Retype the data exactly. Spelling and punctuation stay as they are.

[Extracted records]

################

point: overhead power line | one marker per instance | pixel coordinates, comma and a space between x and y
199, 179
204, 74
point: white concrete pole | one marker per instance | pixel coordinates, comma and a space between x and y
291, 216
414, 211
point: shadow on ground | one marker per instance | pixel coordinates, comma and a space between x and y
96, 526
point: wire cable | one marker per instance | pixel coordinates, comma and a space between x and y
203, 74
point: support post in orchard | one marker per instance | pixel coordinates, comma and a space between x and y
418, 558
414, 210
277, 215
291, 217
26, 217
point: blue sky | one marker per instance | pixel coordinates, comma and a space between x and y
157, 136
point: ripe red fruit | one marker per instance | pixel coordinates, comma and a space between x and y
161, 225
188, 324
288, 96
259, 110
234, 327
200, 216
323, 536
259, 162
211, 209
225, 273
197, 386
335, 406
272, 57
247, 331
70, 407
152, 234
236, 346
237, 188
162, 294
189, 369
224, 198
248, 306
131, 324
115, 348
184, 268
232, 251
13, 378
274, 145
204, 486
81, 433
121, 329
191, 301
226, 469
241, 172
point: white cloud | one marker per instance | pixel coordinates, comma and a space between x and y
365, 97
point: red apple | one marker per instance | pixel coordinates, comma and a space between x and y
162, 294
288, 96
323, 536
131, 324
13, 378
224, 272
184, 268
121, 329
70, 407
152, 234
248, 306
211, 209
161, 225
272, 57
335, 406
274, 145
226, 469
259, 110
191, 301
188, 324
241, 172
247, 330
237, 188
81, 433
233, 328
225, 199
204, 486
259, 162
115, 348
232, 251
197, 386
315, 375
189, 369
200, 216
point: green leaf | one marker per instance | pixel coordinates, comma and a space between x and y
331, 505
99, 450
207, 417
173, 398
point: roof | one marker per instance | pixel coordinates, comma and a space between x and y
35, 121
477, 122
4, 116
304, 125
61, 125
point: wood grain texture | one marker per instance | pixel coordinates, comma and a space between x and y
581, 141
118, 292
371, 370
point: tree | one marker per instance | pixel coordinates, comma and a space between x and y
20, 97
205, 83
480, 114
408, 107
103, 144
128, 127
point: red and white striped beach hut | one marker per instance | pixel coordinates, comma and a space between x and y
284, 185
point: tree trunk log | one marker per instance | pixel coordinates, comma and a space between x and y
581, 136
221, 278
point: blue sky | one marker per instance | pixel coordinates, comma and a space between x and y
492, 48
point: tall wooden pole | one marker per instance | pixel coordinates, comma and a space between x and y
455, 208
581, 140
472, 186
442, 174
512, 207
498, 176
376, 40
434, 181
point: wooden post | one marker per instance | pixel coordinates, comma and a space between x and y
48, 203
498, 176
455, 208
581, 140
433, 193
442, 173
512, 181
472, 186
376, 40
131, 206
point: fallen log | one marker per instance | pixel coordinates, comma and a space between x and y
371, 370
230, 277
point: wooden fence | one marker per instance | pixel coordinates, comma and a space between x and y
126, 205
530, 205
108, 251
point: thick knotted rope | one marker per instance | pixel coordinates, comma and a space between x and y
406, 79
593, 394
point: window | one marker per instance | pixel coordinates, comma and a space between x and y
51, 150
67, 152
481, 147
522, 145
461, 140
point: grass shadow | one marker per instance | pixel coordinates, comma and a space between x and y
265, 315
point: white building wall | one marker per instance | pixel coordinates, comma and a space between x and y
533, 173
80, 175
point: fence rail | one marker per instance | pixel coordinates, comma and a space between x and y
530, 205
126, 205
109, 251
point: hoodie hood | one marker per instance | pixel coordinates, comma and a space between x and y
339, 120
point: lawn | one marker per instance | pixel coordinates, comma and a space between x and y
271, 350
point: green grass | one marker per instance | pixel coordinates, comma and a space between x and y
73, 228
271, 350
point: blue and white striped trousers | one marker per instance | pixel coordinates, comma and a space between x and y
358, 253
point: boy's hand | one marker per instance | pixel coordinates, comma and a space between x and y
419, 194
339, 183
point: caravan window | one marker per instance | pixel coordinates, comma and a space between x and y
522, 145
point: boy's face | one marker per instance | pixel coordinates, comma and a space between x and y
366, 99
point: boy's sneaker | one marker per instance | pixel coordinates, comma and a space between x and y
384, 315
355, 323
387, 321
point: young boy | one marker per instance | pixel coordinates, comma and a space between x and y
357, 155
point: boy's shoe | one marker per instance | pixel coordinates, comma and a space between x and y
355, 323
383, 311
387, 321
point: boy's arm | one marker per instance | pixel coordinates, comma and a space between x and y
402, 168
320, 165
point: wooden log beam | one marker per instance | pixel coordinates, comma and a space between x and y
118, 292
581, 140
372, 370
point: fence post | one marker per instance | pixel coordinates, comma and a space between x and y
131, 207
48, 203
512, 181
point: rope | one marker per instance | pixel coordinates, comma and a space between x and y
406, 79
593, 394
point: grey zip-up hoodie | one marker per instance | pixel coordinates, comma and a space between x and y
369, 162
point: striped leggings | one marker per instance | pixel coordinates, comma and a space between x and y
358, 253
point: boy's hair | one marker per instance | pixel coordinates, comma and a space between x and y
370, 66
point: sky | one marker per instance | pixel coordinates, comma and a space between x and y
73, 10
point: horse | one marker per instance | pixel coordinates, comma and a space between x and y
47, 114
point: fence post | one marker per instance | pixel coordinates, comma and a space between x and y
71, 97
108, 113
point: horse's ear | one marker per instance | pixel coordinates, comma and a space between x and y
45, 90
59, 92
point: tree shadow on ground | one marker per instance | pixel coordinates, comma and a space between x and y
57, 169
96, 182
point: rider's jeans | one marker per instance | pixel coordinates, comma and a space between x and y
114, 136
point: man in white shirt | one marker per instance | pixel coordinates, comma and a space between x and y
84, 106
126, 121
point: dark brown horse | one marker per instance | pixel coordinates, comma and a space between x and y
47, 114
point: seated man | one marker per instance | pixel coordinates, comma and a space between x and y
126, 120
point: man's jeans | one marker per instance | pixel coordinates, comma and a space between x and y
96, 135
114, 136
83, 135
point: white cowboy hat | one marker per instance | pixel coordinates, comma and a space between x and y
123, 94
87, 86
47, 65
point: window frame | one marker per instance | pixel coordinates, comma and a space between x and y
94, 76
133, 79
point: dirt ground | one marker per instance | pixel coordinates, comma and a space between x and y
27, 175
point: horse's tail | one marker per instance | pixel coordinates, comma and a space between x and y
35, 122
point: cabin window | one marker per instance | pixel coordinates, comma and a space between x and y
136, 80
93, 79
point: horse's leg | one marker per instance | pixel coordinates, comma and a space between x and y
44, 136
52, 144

################

## TASK SOLUTION
point: overhead power line | one marker per instance | pixel coordinates, comma and a space between x and y
199, 179
204, 74
point: white concrete pole | one marker per instance | pixel coordinates, comma and a space between x and y
291, 216
414, 211
point: shadow on ground | one marker per instance | pixel coordinates, comma and a space between x and y
96, 526
point: wire cable | one marker per instance | pixel coordinates, comma and a space between x and y
203, 74
point: support post in orchard | one marker per instance | pixel coordinates, comma and a space between x and y
418, 558
414, 210
277, 215
291, 217
26, 217
point: blue sky | one marker per instance | pixel coordinates, comma and a space between x and y
157, 136
point: ripe red fruit | one marker per instance | pixel coordinates, comma and a space between x and y
161, 225
188, 324
288, 96
259, 110
234, 327
200, 216
323, 536
259, 162
211, 209
225, 273
197, 386
335, 406
272, 57
247, 331
70, 407
152, 234
236, 346
237, 188
162, 294
189, 369
224, 198
248, 306
131, 324
115, 348
184, 268
232, 251
13, 378
274, 145
204, 486
81, 433
121, 329
191, 301
226, 469
241, 172
point: white cloud | one marker per instance | pixel coordinates, comma and a space between x and y
365, 97
point: red apple | one marker per instance | pixel coordinates, comma and a space between x and y
162, 294
288, 96
323, 536
131, 324
13, 378
224, 272
184, 268
121, 329
70, 407
152, 234
248, 306
211, 209
161, 225
272, 57
335, 406
274, 145
226, 469
259, 110
191, 301
188, 324
241, 172
247, 330
237, 188
81, 433
233, 328
225, 199
204, 486
259, 162
115, 348
232, 251
197, 386
315, 375
189, 369
200, 216
point: green leaf | one marker per instance | pixel coordinates, comma and a space between x and y
331, 505
99, 450
207, 417
173, 398
point: roof | one marker per instance | pixel coordinates, comma and a space between x and y
35, 121
477, 122
4, 116
304, 125
61, 125
point: wood grain texture | one marker per instance | pixel coordinates, comma and a space between x and y
581, 141
118, 292
371, 370
point: tree | one marker per instance | pixel coordinates, comma and a space between x and y
20, 97
205, 83
480, 114
408, 107
103, 144
128, 127
point: red and white striped beach hut | one marker per instance | pixel coordinates, comma and a space between x and y
284, 185
point: tree trunk log | one marker per instance | pixel coordinates, comma and a space between x and y
581, 136
221, 278
point: blue sky | one marker per instance | pixel coordinates, comma and a space between x and y
492, 48
point: tall wooden pole | one marker per instance | pixel coordinates, comma and a space between x and y
455, 208
581, 140
472, 186
442, 174
512, 207
498, 176
376, 40
434, 181
point: wooden post | one marker per instance | pixel coordinates, comma and a space between x and y
48, 203
498, 176
455, 208
581, 140
433, 193
442, 173
512, 181
472, 186
376, 40
131, 206
point: fallen log | one marker per instance | pixel coordinates, comma and a space between x and y
371, 370
230, 277
point: wooden fence | one marker per instance | pixel coordinates, comma and a space between x and y
126, 205
530, 205
108, 251
point: thick knotted rope | one marker per instance | pixel coordinates, comma and a space between x and y
406, 79
593, 394
point: window | one marker per instance | pixel coordinates, comma and a space between x and y
51, 150
67, 152
481, 147
522, 145
461, 140
point: grass shadow | one marker per instance | pixel coordinates, comma and a space between x and y
265, 315
point: white building wall | one marker per instance | pixel coordinates, comma and a space between x and y
533, 173
80, 175
point: fence rail | one marker per instance | pixel coordinates, comma and a space between x and y
530, 205
126, 205
109, 251
point: hoodie hood | one marker per instance | pixel coordinates, comma and a space between x and y
339, 120
point: lawn | one marker per instance | pixel coordinates, comma and a space between x and y
271, 350
point: green grass | one marker per instance | pixel coordinates, comma and a space between x and y
73, 228
271, 350
point: blue and white striped trousers | one marker per instance | pixel coordinates, comma and a space between x and y
358, 253
point: boy's hand | one marker per instance | pixel coordinates, comma and a space between x and y
419, 194
339, 183
point: caravan window | one marker per instance | pixel coordinates, comma and a space between x and y
522, 145
point: boy's face | one marker per instance | pixel coordinates, comma and a space between x and y
366, 99
point: boy's sneaker | one marker per instance | pixel coordinates, comma and a space between x and y
384, 315
355, 323
387, 321
point: young boy | one marker per instance | pixel coordinates, comma and a space between x and y
357, 155
point: boy's shoe | one marker per instance | pixel coordinates, comma and a space between x and y
355, 323
383, 311
387, 321
point: boy's arm | one marker per instance | pixel coordinates, comma and a space between x and y
402, 168
320, 165
point: wooden log beam | one marker per instance | pixel coordinates, comma and a space between x and y
118, 292
581, 140
372, 370
point: fence post | one marker per instance | pixel coordinates, comma and a space between x and y
131, 207
48, 203
512, 181
point: rope | one marker per instance | pixel coordinates, comma and a space between x and y
406, 79
593, 394
point: grey zip-up hoodie | one marker per instance | pixel coordinates, comma and a space between x and y
369, 162
point: striped leggings | one marker per instance | pixel coordinates, comma and a space between x and y
358, 253
point: boy's hair | one marker per instance | pixel coordinates, comma and a space between x and y
370, 66
point: sky | one marker per instance | pixel coordinates, comma and a space between x and y
73, 10
point: horse | one marker per instance | pixel coordinates, comma and a space between x and y
47, 114
point: fence post | one marker per instance | pixel coordinates, comma and a space between x and y
71, 97
108, 113
point: horse's ear | one marker per instance | pixel coordinates, comma and a space between x and y
45, 90
59, 92
point: tree shadow on ground | one marker per instance | pixel coordinates, comma and a space between x and y
57, 169
96, 182
point: rider's jeans | one marker per instance | pixel coordinates, comma and a space between x and y
114, 136
point: man in white shirt | one marker per instance | pixel coordinates, comma and a space between x and y
84, 106
126, 121
point: dark brown horse | one marker per instance | pixel coordinates, comma and a space between x and y
47, 114
point: seated man | one marker per instance | pixel coordinates, comma and a space between x and y
126, 120
point: man's jeans | one marker per instance | pixel coordinates, comma and a space between x and y
96, 135
114, 136
83, 135
point: white cowboy hat | one marker per instance | pixel coordinates, comma and a space between x and y
123, 94
87, 86
47, 65
point: window frame | one marker per instance | pixel coordinates, comma and a space between x and y
94, 76
133, 79
point: dirt ground | one marker per instance | pixel coordinates, comma and a space between x and y
27, 175
point: horse's tail | one marker per instance | pixel coordinates, comma and a space between x and y
35, 122
point: cabin window | one marker per instance | pixel coordinates, comma and a space between x and y
136, 80
93, 79
point: horse's leg | one marker per instance | pixel coordinates, comma and a space between x and y
44, 136
52, 144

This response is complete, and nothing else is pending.